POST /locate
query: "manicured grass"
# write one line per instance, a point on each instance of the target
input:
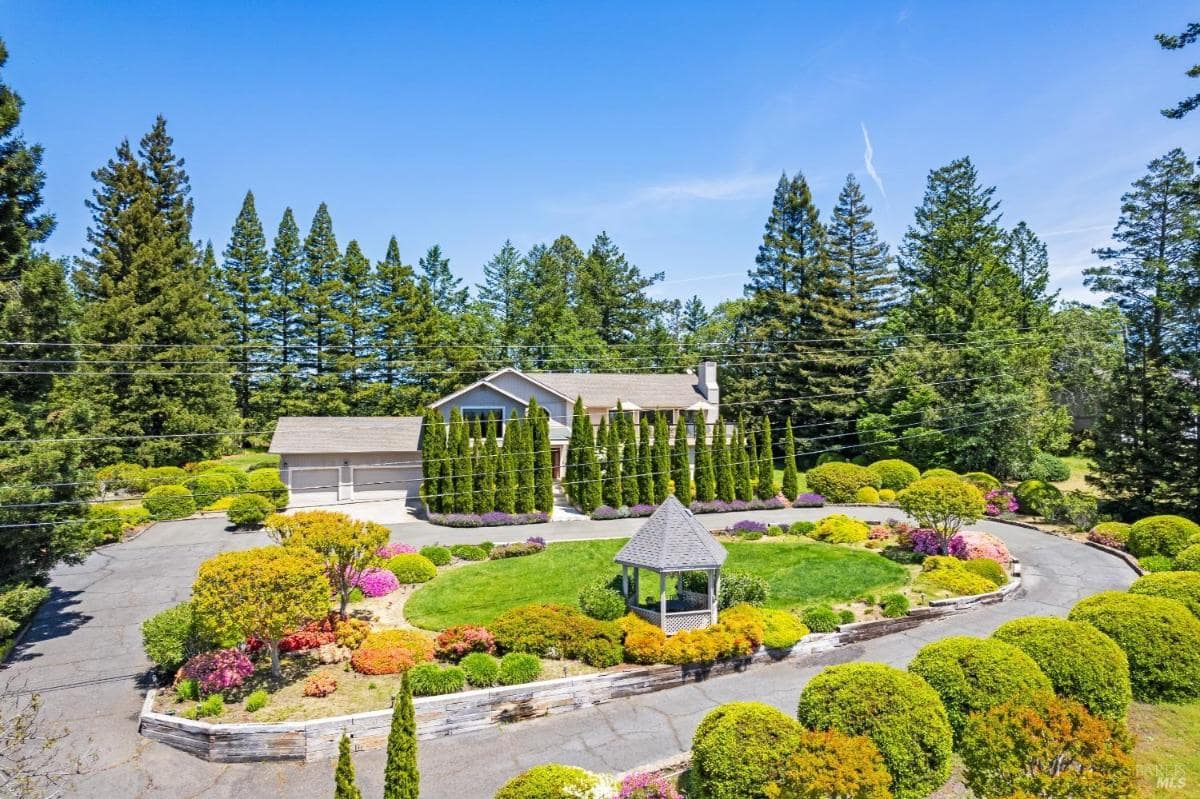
(799, 574)
(1167, 755)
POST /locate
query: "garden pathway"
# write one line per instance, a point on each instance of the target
(84, 656)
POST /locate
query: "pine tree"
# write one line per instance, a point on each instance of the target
(343, 776)
(791, 486)
(401, 779)
(243, 277)
(706, 473)
(147, 300)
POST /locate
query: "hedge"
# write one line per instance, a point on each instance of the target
(1159, 636)
(1081, 662)
(975, 674)
(900, 713)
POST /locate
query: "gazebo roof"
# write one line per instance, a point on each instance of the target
(672, 540)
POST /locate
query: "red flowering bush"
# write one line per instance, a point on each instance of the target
(455, 643)
(220, 670)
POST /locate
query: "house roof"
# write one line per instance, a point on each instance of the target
(321, 434)
(672, 540)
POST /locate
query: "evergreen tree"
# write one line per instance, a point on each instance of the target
(706, 473)
(766, 487)
(343, 776)
(791, 484)
(243, 277)
(401, 780)
(147, 300)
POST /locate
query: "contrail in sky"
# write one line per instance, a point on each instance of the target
(867, 160)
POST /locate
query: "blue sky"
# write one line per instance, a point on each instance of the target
(665, 124)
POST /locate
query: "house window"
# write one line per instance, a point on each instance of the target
(483, 414)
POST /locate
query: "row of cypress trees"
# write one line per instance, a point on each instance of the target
(466, 472)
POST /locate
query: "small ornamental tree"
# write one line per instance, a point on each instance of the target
(942, 504)
(401, 780)
(264, 594)
(346, 545)
(1045, 746)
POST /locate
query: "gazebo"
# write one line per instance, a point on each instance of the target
(671, 542)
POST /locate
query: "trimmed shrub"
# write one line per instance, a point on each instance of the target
(519, 667)
(249, 510)
(468, 552)
(411, 569)
(973, 674)
(1165, 535)
(1180, 586)
(601, 601)
(738, 749)
(838, 482)
(900, 713)
(840, 528)
(480, 668)
(437, 556)
(1045, 746)
(1081, 662)
(430, 679)
(1159, 636)
(169, 502)
(549, 781)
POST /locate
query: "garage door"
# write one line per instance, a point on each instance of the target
(387, 482)
(313, 486)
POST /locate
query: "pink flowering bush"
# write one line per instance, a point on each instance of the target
(377, 582)
(972, 546)
(1000, 500)
(220, 670)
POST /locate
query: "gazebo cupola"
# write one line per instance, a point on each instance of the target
(672, 541)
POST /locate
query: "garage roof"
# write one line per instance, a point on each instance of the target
(319, 434)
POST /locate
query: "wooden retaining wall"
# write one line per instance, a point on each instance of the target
(469, 710)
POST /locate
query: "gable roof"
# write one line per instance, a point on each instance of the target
(322, 434)
(672, 540)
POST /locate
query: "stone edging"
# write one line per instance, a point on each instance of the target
(469, 710)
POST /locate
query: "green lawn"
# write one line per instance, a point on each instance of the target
(799, 574)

----

How many lines in the entries above contain "house"? Case matters. Give only the number.

Solution below:
2